— START OF Data to process —

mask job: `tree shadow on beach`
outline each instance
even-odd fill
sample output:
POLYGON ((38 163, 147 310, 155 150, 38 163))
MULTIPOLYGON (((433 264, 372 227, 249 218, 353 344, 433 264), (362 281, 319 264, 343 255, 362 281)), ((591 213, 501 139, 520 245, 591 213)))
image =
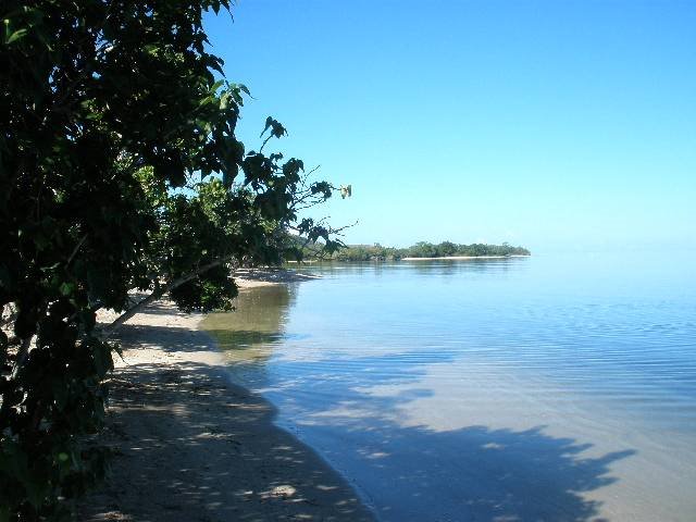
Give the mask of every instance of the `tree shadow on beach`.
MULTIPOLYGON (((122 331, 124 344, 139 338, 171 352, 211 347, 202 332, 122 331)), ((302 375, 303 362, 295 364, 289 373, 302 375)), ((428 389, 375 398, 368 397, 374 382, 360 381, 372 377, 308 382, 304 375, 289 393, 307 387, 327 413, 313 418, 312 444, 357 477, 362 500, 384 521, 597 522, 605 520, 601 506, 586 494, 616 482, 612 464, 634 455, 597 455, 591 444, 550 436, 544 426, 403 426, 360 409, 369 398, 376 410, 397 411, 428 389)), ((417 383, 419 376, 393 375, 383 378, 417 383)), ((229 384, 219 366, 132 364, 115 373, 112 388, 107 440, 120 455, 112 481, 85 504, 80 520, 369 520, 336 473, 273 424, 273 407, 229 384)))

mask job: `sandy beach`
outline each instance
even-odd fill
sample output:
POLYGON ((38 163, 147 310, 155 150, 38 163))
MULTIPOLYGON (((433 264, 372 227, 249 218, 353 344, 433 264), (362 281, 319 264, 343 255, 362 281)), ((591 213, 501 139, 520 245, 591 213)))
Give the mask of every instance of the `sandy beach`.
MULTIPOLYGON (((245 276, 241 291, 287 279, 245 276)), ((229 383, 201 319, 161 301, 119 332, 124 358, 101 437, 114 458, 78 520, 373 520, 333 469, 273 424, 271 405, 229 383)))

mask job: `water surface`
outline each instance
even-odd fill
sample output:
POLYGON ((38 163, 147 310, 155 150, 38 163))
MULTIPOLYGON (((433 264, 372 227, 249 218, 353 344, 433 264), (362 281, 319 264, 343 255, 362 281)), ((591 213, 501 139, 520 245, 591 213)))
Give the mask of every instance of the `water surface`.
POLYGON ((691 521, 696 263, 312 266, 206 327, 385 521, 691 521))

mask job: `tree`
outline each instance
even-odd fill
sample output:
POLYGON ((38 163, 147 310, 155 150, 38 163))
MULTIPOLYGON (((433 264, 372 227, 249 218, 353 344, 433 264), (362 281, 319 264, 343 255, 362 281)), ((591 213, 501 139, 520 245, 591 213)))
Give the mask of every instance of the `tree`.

— END OF Data to process —

## Your objective
Your task is to repeat the material above exactly, without its pictures.

## Solution
mask job: `tree shadow on beach`
outline each instance
even-odd fill
sample output:
POLYGON ((38 163, 147 310, 155 150, 38 163))
MULTIPOLYGON (((433 264, 372 227, 249 218, 353 344, 433 264), (362 281, 319 264, 343 255, 362 281)), ((591 213, 501 139, 520 245, 591 213)))
image =
Give the mask of every instance of the `tree shadow on beach`.
MULTIPOLYGON (((122 331, 124 344, 139 338, 171 352, 211 347, 202 332, 122 331)), ((302 375, 303 362, 295 364, 289 373, 302 375)), ((428 389, 375 398, 368 397, 374 382, 360 381, 372 377, 308 382, 304 375, 289 393, 307 387, 327 413, 313 418, 312 444, 357 477, 362 500, 384 521, 597 522, 605 520, 601 506, 586 494, 616 482, 612 464, 634 455, 597 455, 591 444, 550 436, 544 426, 403 426, 360 409, 369 398, 376 410, 397 411, 428 389)), ((417 383, 419 376, 393 375, 383 378, 417 383)), ((229 384, 219 366, 132 364, 115 373, 112 388, 107 440, 120 455, 112 481, 85 504, 80 520, 369 520, 336 473, 273 424, 273 407, 229 384)))

mask job: `sandy beach`
outline each instance
even-odd fill
sample output:
POLYGON ((38 163, 147 310, 155 150, 38 163))
MULTIPOLYGON (((433 264, 372 227, 249 218, 353 344, 433 264), (362 281, 319 264, 343 255, 362 281)), ((591 213, 501 139, 520 245, 591 213)))
Give the mask of every instance of the `sandy beach`.
MULTIPOLYGON (((245 276, 241 291, 287 279, 245 276)), ((229 383, 201 319, 161 301, 119 332, 124 358, 101 437, 114 458, 78 520, 373 520, 333 469, 273 424, 271 405, 229 383)))

mask job: `water surface`
outline each instance
even-odd fill
sample output:
POLYGON ((38 163, 147 310, 155 150, 38 163))
MULTIPOLYGON (((433 264, 372 227, 249 218, 353 344, 433 264), (362 281, 319 264, 343 255, 362 281)), ((591 213, 501 139, 520 245, 591 213)))
Give the mask of every instance of the `water surface`.
POLYGON ((691 521, 696 263, 312 266, 206 327, 385 521, 691 521))

mask job: `tree`
outline each instance
even-odd fill
sample output:
POLYGON ((38 163, 147 310, 155 150, 38 163))
MULTIPOLYGON (((433 264, 372 227, 249 218, 353 344, 433 264), (362 281, 319 264, 343 255, 362 281)), ((591 213, 501 139, 520 245, 591 213)))
Give the mask of every instance of the `tree`.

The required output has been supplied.